▸ Given request: Transcribe the records that follow, preserving every word.

▸ Data provided:
## BEGIN
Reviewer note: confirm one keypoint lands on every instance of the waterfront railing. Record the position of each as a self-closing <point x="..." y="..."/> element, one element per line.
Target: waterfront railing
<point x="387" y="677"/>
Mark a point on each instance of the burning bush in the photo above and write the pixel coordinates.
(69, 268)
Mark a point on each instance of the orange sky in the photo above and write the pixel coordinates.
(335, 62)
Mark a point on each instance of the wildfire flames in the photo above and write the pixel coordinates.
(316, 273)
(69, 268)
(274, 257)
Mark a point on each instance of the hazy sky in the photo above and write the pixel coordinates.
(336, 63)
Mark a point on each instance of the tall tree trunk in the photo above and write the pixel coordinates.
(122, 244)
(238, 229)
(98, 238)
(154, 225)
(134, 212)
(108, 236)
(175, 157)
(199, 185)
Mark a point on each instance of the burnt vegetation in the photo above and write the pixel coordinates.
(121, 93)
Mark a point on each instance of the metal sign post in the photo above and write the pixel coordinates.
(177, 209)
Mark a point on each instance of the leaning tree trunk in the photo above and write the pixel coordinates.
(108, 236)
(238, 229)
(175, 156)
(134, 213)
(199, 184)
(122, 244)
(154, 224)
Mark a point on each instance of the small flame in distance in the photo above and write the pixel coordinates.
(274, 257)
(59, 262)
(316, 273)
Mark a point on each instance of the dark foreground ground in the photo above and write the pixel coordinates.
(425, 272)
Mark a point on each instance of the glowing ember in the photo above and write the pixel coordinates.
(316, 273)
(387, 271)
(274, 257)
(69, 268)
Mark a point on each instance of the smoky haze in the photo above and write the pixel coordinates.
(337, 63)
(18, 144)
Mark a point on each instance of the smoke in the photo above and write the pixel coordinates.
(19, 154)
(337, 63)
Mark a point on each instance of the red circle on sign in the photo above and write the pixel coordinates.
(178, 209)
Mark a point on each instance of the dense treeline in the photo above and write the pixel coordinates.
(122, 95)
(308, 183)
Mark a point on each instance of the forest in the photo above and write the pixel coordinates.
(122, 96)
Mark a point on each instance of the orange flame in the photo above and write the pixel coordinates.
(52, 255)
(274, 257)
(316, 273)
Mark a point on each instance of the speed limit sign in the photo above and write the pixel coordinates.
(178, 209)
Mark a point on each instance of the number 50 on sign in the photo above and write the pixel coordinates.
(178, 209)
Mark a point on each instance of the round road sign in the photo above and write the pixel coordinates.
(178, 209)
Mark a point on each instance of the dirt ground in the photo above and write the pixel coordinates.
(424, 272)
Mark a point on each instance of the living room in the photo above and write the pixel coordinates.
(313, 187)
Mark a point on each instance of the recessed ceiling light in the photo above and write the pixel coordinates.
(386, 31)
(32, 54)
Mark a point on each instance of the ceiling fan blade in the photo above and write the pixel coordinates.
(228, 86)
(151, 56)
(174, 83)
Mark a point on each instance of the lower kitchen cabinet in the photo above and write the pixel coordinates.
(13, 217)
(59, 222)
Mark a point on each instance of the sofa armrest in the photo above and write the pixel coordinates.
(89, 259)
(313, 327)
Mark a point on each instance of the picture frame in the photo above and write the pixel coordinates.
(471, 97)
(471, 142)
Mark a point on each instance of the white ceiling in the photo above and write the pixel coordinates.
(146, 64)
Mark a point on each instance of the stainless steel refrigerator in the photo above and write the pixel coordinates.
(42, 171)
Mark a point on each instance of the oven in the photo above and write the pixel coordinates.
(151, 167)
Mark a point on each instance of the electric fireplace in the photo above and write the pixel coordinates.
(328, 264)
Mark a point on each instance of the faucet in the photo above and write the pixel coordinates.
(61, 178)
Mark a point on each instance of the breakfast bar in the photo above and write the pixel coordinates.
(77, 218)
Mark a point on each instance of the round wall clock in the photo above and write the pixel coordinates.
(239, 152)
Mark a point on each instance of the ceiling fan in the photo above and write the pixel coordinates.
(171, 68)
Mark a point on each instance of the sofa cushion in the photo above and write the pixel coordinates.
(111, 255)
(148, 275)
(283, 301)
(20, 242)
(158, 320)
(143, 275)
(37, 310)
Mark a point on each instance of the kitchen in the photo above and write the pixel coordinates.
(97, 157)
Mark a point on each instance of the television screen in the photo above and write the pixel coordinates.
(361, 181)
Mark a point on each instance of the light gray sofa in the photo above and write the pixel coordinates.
## END
▸ Right answer:
Reviewer note: confirm one keypoint lands on every instance of the waterfront railing. Record the position of each as a self-closing <point x="..." y="..."/> element, one element per line.
Target: waterfront railing
<point x="387" y="677"/>
Mark a point on each instance of the burning bush in the photo above and write the pixel coordinates.
(69, 268)
Mark a point on each instance of the orange sky in the photo above and write the pixel coordinates.
(335, 62)
Mark a point on each instance of the wildfire flames in the photo above and write the pixel coordinates.
(316, 273)
(69, 268)
(274, 257)
Mark a point on each instance of the hazy sky in the photo above and write the pixel coordinates.
(336, 63)
Mark a point on each instance of the tall tree trunk in the photo above and write the pixel coordinates.
(122, 244)
(238, 229)
(98, 238)
(154, 225)
(134, 212)
(108, 236)
(175, 157)
(199, 185)
Mark a point on each instance of the burnt vegetation in the photo above and write the pixel coordinates.
(121, 93)
Mark a point on each instance of the metal sign post in the photo above and write the pixel coordinates.
(177, 209)
Mark a point on each instance of the leaning tree trunk in the photo above and write the pixel coordinates.
(108, 236)
(238, 229)
(175, 156)
(134, 213)
(199, 184)
(122, 244)
(154, 224)
Mark a point on each instance of the small flame in distance in the photo above and write the pixel coordinates.
(274, 257)
(59, 262)
(316, 273)
Mark a point on each instance of the dark foreground ground in the photo above and write the pixel coordinates.
(425, 272)
Mark a point on each instance of the glowing ember in the photo above and write the pixel coordinates.
(316, 273)
(387, 271)
(274, 257)
(69, 268)
Mark a point on each instance of the smoky haze in the photo above and write the pixel coordinates.
(337, 63)
(18, 144)
Mark a point on each instance of the smoke in the photo above and write the pixel coordinates.
(19, 154)
(337, 63)
Mark a point on each instance of the red circle on sign in the photo above and write the pixel coordinates.
(178, 209)
Mark a point on each instance of the dense treeline in the photo above and write the pixel coordinates.
(122, 95)
(308, 183)
Mark a point on each instance of the forest in the photo above and write the pixel coordinates.
(122, 96)
Mark a point on each instance of the orange flame in the photo above and write the pixel coordinates.
(52, 255)
(274, 257)
(316, 273)
Mark a point on each instance of the speed limit sign in the photo above and write the pixel coordinates.
(178, 209)
Mark a point on each instance of the number 50 on sign in the photo above and write the pixel coordinates.
(178, 209)
Mark a point on each instance of the round road sign in the photo above and write the pixel coordinates.
(178, 209)
Mark a point on each instance of the dirt ground in the photo above and write the pixel coordinates.
(424, 272)
Mark a point on each instance of the living room in the photo above and write the pixel coordinates.
(313, 187)
Mark a point on each instance of the recessed ceiling light in the photo above and write the pixel coordinates.
(386, 31)
(32, 54)
Mark a point on each instance of the ceiling fan blade in the photo above and write the pixel coordinates.
(228, 86)
(151, 56)
(174, 83)
Mark a point on each instance of the lower kitchen cabinet in the photo above and write the pixel coordinates.
(13, 217)
(59, 222)
Mark a point on each instance of the sofa armrest in the photo above and write the pixel coordinates.
(89, 259)
(313, 327)
Mark a point on each instance of the picture frame in the photo above and write the pixel coordinates.
(471, 97)
(471, 142)
Mark a point on each instance of the white ceiling in the photo above and write the pixel coordinates.
(146, 64)
Mark a point on each instance of the stainless steel refrigerator in the photo above and write the pixel coordinates.
(42, 171)
Mark a point on each instance of the oven in the photo above and write the pixel coordinates.
(151, 167)
Mark a point on each instance of the electric fireplace in the photo above and write the pixel coordinates.
(328, 264)
Mark a point on each instance of the faucet in the photo above and write the pixel coordinates.
(61, 178)
Mark a point on each instance of the breakfast bar in the photo above and write the pixel coordinates.
(77, 218)
Mark a point on each instance of the round wall clock in the photo above and write the pixel coordinates.
(239, 152)
Mark a point on each instance of the ceiling fan in the photo above and write the pixel coordinates.
(171, 68)
Mark a point on each instance of the sofa cushion in the photo above and write the pixel coordinates.
(111, 255)
(148, 275)
(283, 301)
(20, 242)
(158, 320)
(143, 275)
(37, 310)
Mark a point on each instance of the kitchen in the photo above and write the pixel coordinates.
(97, 157)
Mark a point on each instance of the television screen in the photo above and write the pixel coordinates.
(361, 181)
Mark a point on each instance of the light gray sofa in the photo above and write the pixel coordinates.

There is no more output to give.